▶ [Brano]:
■ ■ ■ ■ ■ ■ ■
Un esempio è il corridoio di colonne dipinto da Piero della Francesca intorno al 1470 e appartenente al polittico di Sant'Antonio. Il metodo adottato dall'artista per realizzare il dipinto può essere così illustrato. Supponiamo di voler riprodurre in prospettiva un quadrato ABCD, che può rappresentare, in modo semplificato, il pavimento di una stanza. Si segna un punto O a una certa distanza da un lato del quadrato (che rappresenta la linea di terra); la distanza di O dal quadrato rappresenta l'altezza da terra del punto da cui si osserva (l'altezza degli occhi); per O si conducono i segmenti che, in prospettiva, rappresentano i lati paralleli del quadrato e che nella realizzazione prospettica non risultano più paralleli. Per il punto O si traccia poi la retta parallela al lato CD e, su tale retta, si considera un punto K: la distanza tra O e K rappresenta la distanza dell'osservatore dalla linea di terra CD. Unendo K con D si viene a formare la diagonale del quadrato visto in prospettiva. Si possono ora tracciare le linee parallele a distanza progressivamente minore: si formano così trapezi che rappresentano, sempre in prospettiva, le mattonelle quadrate del pavimento.
■ ■ ■ ■ ■ ■ ■
▶ [Righe dei dati]:
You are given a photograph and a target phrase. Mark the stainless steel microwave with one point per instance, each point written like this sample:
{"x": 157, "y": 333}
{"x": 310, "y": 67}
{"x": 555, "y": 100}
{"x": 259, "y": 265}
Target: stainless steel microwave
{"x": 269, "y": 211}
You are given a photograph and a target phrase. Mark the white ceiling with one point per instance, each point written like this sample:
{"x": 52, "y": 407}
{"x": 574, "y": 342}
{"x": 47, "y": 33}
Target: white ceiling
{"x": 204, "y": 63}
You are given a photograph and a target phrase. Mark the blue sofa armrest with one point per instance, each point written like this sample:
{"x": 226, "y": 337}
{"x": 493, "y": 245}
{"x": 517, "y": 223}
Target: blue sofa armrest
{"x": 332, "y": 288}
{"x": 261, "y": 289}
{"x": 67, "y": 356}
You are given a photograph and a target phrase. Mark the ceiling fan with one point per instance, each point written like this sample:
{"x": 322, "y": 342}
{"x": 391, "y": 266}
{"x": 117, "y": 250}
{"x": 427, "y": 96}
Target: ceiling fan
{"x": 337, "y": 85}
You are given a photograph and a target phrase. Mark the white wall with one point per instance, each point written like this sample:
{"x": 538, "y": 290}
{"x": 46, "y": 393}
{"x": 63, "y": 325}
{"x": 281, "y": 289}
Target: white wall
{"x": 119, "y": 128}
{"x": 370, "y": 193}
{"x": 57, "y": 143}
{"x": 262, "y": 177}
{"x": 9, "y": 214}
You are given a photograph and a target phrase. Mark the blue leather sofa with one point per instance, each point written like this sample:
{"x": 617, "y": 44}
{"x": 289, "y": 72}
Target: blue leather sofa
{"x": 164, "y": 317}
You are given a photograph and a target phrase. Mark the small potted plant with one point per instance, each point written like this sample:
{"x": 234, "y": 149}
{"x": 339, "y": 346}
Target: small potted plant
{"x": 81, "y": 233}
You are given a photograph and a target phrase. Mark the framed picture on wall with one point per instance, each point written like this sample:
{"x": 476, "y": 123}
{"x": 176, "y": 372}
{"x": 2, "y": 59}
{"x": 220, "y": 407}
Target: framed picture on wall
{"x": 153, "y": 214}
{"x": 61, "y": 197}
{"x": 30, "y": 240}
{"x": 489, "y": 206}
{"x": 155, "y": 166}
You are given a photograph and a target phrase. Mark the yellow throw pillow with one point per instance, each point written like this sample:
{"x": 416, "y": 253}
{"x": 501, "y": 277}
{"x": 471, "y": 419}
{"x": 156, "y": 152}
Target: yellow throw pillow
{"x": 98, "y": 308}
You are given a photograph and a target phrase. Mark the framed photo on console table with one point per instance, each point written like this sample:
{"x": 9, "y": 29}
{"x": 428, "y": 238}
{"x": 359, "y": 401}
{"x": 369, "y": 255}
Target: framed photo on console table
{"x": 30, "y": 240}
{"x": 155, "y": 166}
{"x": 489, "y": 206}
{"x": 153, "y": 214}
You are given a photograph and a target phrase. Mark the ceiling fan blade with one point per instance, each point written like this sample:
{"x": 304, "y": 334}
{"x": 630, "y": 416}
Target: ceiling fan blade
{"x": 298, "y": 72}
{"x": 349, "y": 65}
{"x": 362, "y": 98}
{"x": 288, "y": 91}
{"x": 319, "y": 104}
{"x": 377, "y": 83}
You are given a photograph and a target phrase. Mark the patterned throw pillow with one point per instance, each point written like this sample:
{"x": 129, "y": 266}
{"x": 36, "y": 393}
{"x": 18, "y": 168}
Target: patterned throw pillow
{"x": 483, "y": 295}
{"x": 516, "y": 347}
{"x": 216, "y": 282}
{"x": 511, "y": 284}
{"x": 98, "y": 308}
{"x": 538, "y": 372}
■ ■ ■ ■ ■ ■ ■
▶ [Sfida 1]: Trasforma in un elenco di punti il paragrafo del brano che comincia con "Un esempio è il corridoio di colonne", mantenendo i fatti principali.
▶ [Sfida 2]:
Rispondi alle seguenti domande sul brano:
(a) Intorno a quale anno Piero della Francesca dipinse il corridoio di colonne?
(b) Che cosa rappresenta la distanza tra O e K?
(c) Che cosa rappresentano i trapezi che si formano alla fine?
Le righe provengono da un'altra fonte.

▶ [Risposta scritta 1]:
- Esempio: il corridoio di colonne dipinto da Piero della Francesca intorno al 1470, parte del polittico di Sant'Antonio.
- Si vuole riprodurre in prospettiva un quadrato ABCD, che può rappresentare in modo semplificato il pavimento di una stanza.
- Si segna un punto O a una certa distanza da un lato del quadrato, che fa da linea di terra. Questa distanza indica l'altezza degli occhi di chi osserva.
- Da O partono i segmenti che rappresentano i lati paralleli del quadrato, che in prospettiva non sono più paralleli.
- Per O si traccia la retta parallela al lato CD e su di essa si prende un punto K. La distanza tra O e K indica la distanza dell'osservatore dalla linea di terra CD.
- Unendo K con D si ottiene la diagonale del quadrato visto in prospettiva.
- Si tracciano linee parallele sempre più vicine tra loro. Si formano così dei trapezi, che rappresentano in prospettiva le mattonelle quadrate del pavimento.

▶ [Risposta scritta 2]:
(a) Intorno al 1470.
(b) La distanza dell'osservatore dalla linea di terra CD.
(c) Le mattonelle quadrate del pavimento, viste in prospettiva.